* _Task brief_
Set down, word for word, the stretch of lines from the one containing "like [39, 135]." to the end of the records below.

* _Materials provided_
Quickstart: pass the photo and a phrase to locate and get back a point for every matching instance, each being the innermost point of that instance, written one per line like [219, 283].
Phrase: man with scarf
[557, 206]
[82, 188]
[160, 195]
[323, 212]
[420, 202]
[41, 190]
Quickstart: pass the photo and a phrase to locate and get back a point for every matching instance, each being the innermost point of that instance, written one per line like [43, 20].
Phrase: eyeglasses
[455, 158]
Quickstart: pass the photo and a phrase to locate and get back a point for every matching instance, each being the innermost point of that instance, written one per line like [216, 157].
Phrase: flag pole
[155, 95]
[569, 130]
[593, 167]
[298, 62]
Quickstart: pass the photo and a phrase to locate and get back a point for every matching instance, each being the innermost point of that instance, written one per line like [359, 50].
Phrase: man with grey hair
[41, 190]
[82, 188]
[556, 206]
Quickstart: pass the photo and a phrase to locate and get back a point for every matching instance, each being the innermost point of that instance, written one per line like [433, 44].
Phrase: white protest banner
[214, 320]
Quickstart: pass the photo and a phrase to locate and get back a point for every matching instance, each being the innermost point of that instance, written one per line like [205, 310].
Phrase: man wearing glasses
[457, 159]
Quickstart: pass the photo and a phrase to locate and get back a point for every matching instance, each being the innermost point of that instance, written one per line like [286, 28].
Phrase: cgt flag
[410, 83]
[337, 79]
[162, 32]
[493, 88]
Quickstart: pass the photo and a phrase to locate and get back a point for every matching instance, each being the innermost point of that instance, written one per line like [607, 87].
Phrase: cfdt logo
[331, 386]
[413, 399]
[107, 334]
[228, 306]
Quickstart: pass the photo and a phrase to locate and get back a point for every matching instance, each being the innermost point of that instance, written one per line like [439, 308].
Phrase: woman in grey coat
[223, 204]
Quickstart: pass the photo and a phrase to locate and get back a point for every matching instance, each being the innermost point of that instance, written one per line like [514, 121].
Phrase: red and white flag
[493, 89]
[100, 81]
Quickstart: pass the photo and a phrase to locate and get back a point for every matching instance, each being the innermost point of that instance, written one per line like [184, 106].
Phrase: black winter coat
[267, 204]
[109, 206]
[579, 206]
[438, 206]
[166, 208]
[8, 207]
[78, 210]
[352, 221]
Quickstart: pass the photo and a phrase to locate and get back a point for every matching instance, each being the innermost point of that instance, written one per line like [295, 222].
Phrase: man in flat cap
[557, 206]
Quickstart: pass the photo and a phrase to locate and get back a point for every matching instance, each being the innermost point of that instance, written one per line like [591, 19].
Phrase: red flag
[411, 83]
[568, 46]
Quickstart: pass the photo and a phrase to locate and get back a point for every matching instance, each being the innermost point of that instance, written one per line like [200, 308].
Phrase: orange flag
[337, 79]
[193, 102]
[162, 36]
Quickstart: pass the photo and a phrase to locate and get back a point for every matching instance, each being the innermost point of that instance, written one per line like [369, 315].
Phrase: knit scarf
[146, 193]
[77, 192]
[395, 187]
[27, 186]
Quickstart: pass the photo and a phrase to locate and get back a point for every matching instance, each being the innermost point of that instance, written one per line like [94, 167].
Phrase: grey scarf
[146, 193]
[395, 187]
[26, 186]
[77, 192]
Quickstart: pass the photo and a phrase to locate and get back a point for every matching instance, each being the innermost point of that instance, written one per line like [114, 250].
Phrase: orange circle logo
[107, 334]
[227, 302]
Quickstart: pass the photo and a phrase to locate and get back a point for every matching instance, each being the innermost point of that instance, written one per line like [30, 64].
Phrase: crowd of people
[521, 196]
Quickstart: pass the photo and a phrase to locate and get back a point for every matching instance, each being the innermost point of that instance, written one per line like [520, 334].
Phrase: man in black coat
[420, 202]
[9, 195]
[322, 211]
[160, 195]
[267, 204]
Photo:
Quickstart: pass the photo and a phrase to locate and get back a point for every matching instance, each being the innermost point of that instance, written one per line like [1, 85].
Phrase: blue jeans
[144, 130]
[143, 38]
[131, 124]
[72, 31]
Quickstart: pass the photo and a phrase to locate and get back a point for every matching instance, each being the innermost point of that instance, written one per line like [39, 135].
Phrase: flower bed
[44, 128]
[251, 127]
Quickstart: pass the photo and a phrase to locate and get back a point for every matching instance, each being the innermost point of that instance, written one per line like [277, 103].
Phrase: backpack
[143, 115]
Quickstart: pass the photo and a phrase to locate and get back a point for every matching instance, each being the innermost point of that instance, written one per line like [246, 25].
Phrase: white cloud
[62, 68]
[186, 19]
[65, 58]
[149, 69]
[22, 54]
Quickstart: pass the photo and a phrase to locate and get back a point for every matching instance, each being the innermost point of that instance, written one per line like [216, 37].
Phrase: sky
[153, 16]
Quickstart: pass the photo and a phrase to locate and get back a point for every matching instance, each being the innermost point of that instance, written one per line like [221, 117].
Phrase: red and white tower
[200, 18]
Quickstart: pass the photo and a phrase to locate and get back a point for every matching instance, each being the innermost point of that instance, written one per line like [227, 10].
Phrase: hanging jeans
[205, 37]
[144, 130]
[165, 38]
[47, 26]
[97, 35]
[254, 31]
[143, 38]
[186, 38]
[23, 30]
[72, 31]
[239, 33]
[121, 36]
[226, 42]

* _Result of the exercise_
Quickstart: pass the photo and a phrase to locate and get back a point for every matching instance, each being the innermost point of that instance, written one per line like [39, 135].
Phrase: flower bed
[44, 128]
[251, 127]
Quickstart: pass the photo and a phrase to locate and get back a point for every matching instance, each being the innermost point of that instance, written one per line like [277, 103].
Phrase: backpack
[143, 115]
Quickstart: pass the photo and a phrase to locate and get back a point for every matching instance, each being the innermost point of that instance, written one per line like [246, 25].
Phrase: white cloud
[62, 68]
[186, 19]
[65, 58]
[149, 69]
[22, 54]
Quickstart: pass the photo and a phrase to locate and get back a point for every matching instance, each being the innermost point of that instance, written one per line like [216, 37].
Phrase: sky
[153, 16]
Quickstart: pass the photo and a phrase to locate and get back a point for every matching instance, each being the innermost point of that instance, written one per line like [221, 117].
Phrase: red and white tower
[200, 18]
Quickstart: pass the photo and a phrase to locate and get back a point for every matching instance, each being the innermost point of that instance, written one per line like [227, 10].
Phrase: hanging jeans
[205, 37]
[144, 130]
[165, 38]
[47, 26]
[97, 35]
[254, 31]
[143, 38]
[186, 38]
[23, 30]
[72, 31]
[239, 33]
[121, 36]
[226, 42]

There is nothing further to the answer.